• TASK INPUT
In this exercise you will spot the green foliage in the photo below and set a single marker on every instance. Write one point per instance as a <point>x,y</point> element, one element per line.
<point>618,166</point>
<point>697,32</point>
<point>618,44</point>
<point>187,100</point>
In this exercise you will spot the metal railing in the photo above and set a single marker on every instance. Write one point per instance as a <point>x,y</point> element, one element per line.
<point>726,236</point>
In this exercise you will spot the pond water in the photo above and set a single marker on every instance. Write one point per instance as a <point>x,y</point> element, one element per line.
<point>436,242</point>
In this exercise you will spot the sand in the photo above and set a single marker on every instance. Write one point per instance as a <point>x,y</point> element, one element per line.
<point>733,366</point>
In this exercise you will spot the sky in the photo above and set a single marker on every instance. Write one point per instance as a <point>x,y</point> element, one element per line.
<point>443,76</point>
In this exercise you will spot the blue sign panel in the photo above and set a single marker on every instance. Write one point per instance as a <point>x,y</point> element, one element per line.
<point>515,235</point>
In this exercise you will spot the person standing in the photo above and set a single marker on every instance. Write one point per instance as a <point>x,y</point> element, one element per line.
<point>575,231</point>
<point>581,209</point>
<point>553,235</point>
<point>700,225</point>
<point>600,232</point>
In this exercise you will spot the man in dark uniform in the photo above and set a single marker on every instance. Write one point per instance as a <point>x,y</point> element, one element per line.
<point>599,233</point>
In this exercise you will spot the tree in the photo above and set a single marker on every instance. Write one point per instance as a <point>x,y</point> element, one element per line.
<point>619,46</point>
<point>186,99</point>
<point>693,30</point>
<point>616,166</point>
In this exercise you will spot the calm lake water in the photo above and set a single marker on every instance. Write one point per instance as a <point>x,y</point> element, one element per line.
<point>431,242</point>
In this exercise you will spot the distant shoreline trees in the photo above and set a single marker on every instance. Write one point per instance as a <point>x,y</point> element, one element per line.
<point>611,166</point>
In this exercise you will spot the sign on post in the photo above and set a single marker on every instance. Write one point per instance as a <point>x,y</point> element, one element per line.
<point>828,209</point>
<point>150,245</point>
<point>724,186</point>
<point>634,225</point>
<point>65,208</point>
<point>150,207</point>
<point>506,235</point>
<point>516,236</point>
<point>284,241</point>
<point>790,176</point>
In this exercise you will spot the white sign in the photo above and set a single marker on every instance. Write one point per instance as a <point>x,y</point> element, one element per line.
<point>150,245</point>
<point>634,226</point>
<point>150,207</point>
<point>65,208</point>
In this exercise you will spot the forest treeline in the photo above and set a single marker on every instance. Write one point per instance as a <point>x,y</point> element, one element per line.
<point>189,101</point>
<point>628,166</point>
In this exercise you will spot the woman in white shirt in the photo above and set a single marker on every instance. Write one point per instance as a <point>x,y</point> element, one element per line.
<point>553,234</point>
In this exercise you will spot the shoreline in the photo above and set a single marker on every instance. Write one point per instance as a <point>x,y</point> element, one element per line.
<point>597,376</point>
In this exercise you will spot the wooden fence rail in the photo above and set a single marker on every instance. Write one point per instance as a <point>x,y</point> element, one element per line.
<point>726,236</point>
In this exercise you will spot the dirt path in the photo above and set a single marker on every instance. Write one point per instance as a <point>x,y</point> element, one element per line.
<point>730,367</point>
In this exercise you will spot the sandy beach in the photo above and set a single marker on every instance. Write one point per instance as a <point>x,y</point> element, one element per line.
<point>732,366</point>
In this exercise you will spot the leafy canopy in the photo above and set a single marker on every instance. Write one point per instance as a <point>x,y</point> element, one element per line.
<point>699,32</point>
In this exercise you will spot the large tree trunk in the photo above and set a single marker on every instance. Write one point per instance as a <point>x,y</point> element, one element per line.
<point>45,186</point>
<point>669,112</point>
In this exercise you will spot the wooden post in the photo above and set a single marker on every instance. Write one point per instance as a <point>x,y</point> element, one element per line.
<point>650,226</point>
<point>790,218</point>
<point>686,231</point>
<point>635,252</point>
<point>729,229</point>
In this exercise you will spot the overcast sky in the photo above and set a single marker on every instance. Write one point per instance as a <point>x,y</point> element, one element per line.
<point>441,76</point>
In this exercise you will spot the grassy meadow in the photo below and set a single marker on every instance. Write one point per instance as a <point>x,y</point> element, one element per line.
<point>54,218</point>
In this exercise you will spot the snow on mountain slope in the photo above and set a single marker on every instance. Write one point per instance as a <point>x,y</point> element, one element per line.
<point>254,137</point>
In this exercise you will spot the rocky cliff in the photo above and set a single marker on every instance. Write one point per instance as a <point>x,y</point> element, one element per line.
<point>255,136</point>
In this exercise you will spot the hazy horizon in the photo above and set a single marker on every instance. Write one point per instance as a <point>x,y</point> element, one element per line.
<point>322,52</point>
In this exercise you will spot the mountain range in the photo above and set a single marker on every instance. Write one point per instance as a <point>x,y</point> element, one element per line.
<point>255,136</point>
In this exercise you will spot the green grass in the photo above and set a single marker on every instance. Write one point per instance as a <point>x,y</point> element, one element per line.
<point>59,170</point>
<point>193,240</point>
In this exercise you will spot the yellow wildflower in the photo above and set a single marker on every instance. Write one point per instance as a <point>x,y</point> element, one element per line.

• GIVEN EXERCISE
Render each line of the material above as a numbered list, leaving out any blank lines.

• RESULT OF THIS TASK
1. In this exercise you will spot the green foliage in the photo below and set a single marker on every instance. Write one point per instance as a <point>x,y</point> element, one element per line.
2. <point>618,166</point>
3. <point>697,32</point>
4. <point>618,44</point>
5. <point>187,100</point>
6. In this exercise you will spot the metal railing in the photo above and set a single marker on every instance. Write one point per instance as a <point>x,y</point> element, one element per line.
7. <point>726,236</point>
8. In this exercise you will spot the pond water in the photo above and set a single marker on every instance. Write one point per instance as a <point>x,y</point> element, one element per line.
9. <point>436,242</point>
10. In this exercise you will spot the sand in the photo above and set a single marker on every instance. Write one point per instance as a <point>x,y</point> element, one element per line.
11. <point>733,366</point>
12. In this exercise you will spot the sky in the photo above and set a single marker on every instance. Write one point per instance as a <point>x,y</point> element, one element per line.
13. <point>443,76</point>
14. In this exercise you will spot the blue sign panel in the photo above and set a single marker on every instance. Write one point per instance as a <point>x,y</point> element, one element per line.
15. <point>515,235</point>
16. In this exercise you will spot the person standing in the photo above and set a single marker on every instance. Write one point per instance as a <point>x,y</point> element, one element per line.
17. <point>575,231</point>
18. <point>581,209</point>
19. <point>553,235</point>
20. <point>700,225</point>
21. <point>600,232</point>
22. In this exercise you will spot the man in dark uniform in the photo above and set a single marker on every instance. Write one point per instance as a <point>x,y</point> element, one element per line.
23. <point>599,233</point>
24. In this exercise you will spot the tree in the photo above and set a single marker on every instance. Write one point per instance as a <point>x,y</point> element, one element per line.
25. <point>619,46</point>
26. <point>186,99</point>
27. <point>693,30</point>
28. <point>616,166</point>
29. In this exercise you will spot the calm lake water in the photo above and set a single marker on every instance. Write one point per instance as a <point>x,y</point> element, one element per line.
30. <point>431,242</point>
31. In this exercise you will spot the distant shoreline trees in the photo above and set a single marker on every instance. Write one point per instance as a <point>x,y</point> element, one element per line.
32. <point>611,166</point>
33. In this exercise you will spot the sign on post in the photo above and set a single marker on every instance. Write one point per instance as a <point>x,y</point> element, one element per line.
34. <point>828,209</point>
35. <point>150,245</point>
36. <point>724,186</point>
37. <point>634,225</point>
38. <point>65,208</point>
39. <point>150,207</point>
40. <point>506,235</point>
41. <point>516,236</point>
42. <point>284,241</point>
43. <point>790,176</point>
44. In this exercise you will spot the white sign in the photo above and set a single marker on every instance. Write one point per instance as a <point>x,y</point> element, one element per line.
45. <point>150,245</point>
46. <point>634,226</point>
47. <point>150,207</point>
48. <point>65,208</point>
49. In this exercise you will spot the forest treeline in the photo above and set a single marker on every instance. Write one point per instance as a <point>x,y</point> element, one element per line.
50. <point>189,101</point>
51. <point>628,166</point>
52. In this exercise you will spot the woman in white shirt in the photo above and set a single marker on every instance. Write one point per instance as a <point>x,y</point> element, one element per line.
53. <point>553,234</point>
54. In this exercise you will spot the shoreline in the photo above and set a single marker on every instance. Write one point per instance as a <point>x,y</point> element, one element per line.
55. <point>597,376</point>
56. In this exercise you will spot the wooden fence rail in the photo above and set a single marker on every instance. Write one point per instance as a <point>x,y</point> element, one element per line.
57. <point>726,236</point>
58. In this exercise you will spot the dirt path in the photo above and set a single marker on every instance. Write one point per instance as a <point>x,y</point> element, one element per line.
59. <point>730,367</point>
60. In this exercise you will spot the sandy beach in the photo above and set a single marker on every instance. Write one point per instance as a <point>x,y</point> element, one element per line.
61. <point>732,366</point>
62. In this exercise you will spot the leafy canopy in the photo above and set a single marker on every instance. Write one point per instance as a <point>x,y</point> element, one element per line.
63. <point>699,32</point>
64. In this exercise you will spot the large tree trunk in the photo above and set a single marker on every instance. Write one point per instance as a <point>x,y</point> element, one element per line.
65. <point>45,186</point>
66. <point>669,112</point>
67. In this exercise you will spot the wooden post in the photo above and set a single marker on every instance. Write one point per instance as a <point>x,y</point> element, one element per line.
68. <point>650,226</point>
69. <point>790,218</point>
70. <point>686,231</point>
71. <point>635,252</point>
72. <point>729,229</point>
73. In this exercise you will spot the overcast sky in the photo above and set a single marker on every instance. Write one point per instance as a <point>x,y</point> element, one element per line.
74. <point>441,76</point>
75. In this exercise you will spot the grassy meadow in the photo below and set a single marker on every instance. Write one point per instance as a <point>x,y</point> element, one element per line.
76. <point>54,218</point>
77. In this exercise you will spot the snow on mountain slope in the photo above and set a single marker on every instance. Write one point per instance as a <point>x,y</point> element, one element per line.
78. <point>254,137</point>
79. In this exercise you will spot the rocky cliff in the photo above and set a single marker on every instance. Write one point per instance as a <point>x,y</point> element, one element per line.
80. <point>255,136</point>
81. In this exercise you will spot the hazy horizon in the photo above and set a single marker on every instance. Write one point per instance as a <point>x,y</point> element, one element per line.
82. <point>322,52</point>
83. In this exercise you will spot the mountain range in the photo above and set a single marker on every instance. Write one point per instance as a <point>x,y</point> element, one element per line.
84. <point>255,136</point>
85. In this exercise you will spot the green grass in the photo above and set a single marker on every instance. Write one point per instance as a <point>x,y</point> element, one element per line.
86. <point>59,170</point>
87. <point>193,240</point>
88. In this exercise you will spot the yellow wildflower in the photo above and set a single marker on every instance. Write one point per instance as a <point>x,y</point> element, one element per line.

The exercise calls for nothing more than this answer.